**GIVEN PASSAGE**
A few moments later, I stood in front of the large, curved living-room windows, wondering if this very apartment had been Barbara’s. Below the window, I could hear the man mowing his lawn. I wondered how many Saturdays, for how many years, he had done exactly that. The mechanical hum of the mower was oddly comforting. The woman’s boxer, Harry, butted his snout against my legs while I answered her questions. I was looking for Barbara, I said. I doubted I would find her, but I hoped to gather clues and learn more. I had reason to believe that she was the vanishing type, capable of erasing one life and creating another. But there were other, more sinister possibilities to consider as well. I was just a year older than Barbara when she vanished, and this fact seemed significant to me. I had a sense that the decisions I was making then would determine the rest of my life. Like with a rocket ship, the trajectory set on the ground was critical; a fraction of a degree in the wrong direction could send me to a wildly different place.

Somewhere along the line, in ways barely perceptible at first, things went wrong for Barbara. From my vantage point, her life was both an inspiration and a warning. But I couldn’t think of how to explain this to the Australian woman, so I thanked her and left.

***

Life with P.J. was easy. We usually wanted to do the same things, which came as a huge relief. My previous relationship had been a constant battle over how to spend our time. My ex-boyfriend had mostly wanted to listen to lethargic jam bands stoned out of his mind. I wanted to hike, read, write, or go out with friends. A simple trip to the grocery store could cause an epic fight because we couldn’t agree on how we would get there, when we would go, or even what we would buy. But moving through the day with P.J. was effortless.

Four years later, on the roof of our apartment in Washington, D.C., P.J. asked me to marry him. He was nervous and had turned around to face me too suddenly, which startled me. Yes, I said. Obviously yes.

It was other people who floated through their lives without scrutiny. They were the ones who made a series of uninspired compromises that led them to lives of drudgery. I told myself I would never do that. But when people asked me why I had chosen to get married, I had no answer. I don’t know, I said. Because sometimes people fall in love and want to announce to themselves and the world that they plan to stay together forever. Love was the factor I hadn’t considered.

I didn’t do a cost and benefit analysis. In fact, I hadn’t thought much about marriage at all because marrying P.J. hadn’t felt like a choice. He was a fact of life now. Questioning his place in it seemed as worthwhile as pondering whether I should keep my arms and legs. But I was squeamish about the wedding and skeptical of its meticulous choreography.

**CHALLENGE 1**
Copy the entries below word for word, from the line with "jeans in the photo above." up to and including the line with "checked shirt in the photo above.".

**TASK DATA**

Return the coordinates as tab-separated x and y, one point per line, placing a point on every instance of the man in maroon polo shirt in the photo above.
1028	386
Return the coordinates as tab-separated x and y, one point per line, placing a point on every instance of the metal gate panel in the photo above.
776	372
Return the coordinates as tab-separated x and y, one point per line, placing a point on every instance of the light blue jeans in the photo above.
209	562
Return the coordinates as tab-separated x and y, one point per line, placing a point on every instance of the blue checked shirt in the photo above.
...
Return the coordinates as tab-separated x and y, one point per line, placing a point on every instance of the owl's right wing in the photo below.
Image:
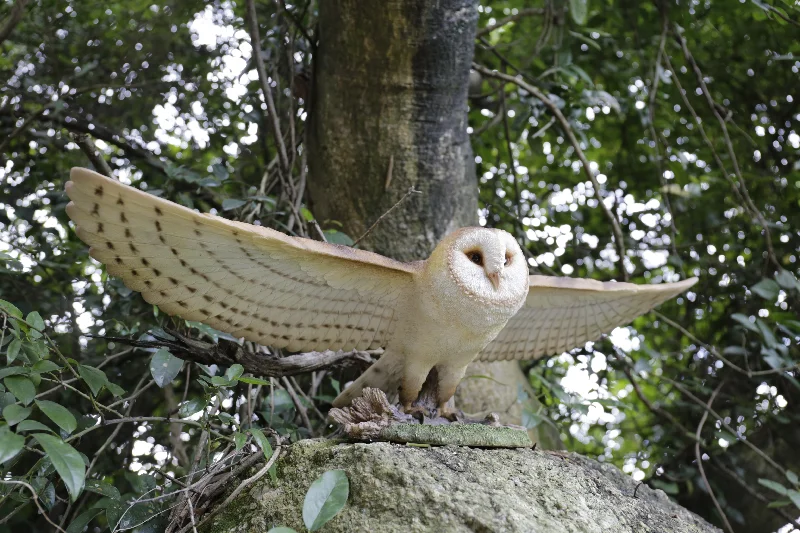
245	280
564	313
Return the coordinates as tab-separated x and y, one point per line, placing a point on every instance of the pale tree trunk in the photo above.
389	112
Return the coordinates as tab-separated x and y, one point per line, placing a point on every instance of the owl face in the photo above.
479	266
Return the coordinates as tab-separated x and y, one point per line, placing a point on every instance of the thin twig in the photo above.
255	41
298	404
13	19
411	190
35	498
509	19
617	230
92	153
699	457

**CHALLENGE 2**
Repeat the memoir passage above verbatim, from "It was other" up to and including "I hadn’t considered.".

**PROBLEM SOLUTION 1**
Return the coordinates as tab-separated x and y, one point per line, placing a point on every instance of the light blue jeans in the photo above.
209	562
Return the coordinates as tab-separated x and y, one point per line, placing a point on every instance of the blue checked shirt in the photo above.

**PROBLEM SOLUTION 2**
It was other people who floated through their lives without scrutiny. They were the ones who made a series of uninspired compromises that led them to lives of drudgery. I told myself I would never do that. But when people asked me why I had chosen to get married, I had no answer. I don’t know, I said. Because sometimes people fall in love and want to announce to themselves and the world that they plan to stay together forever. Love was the factor I hadn’t considered.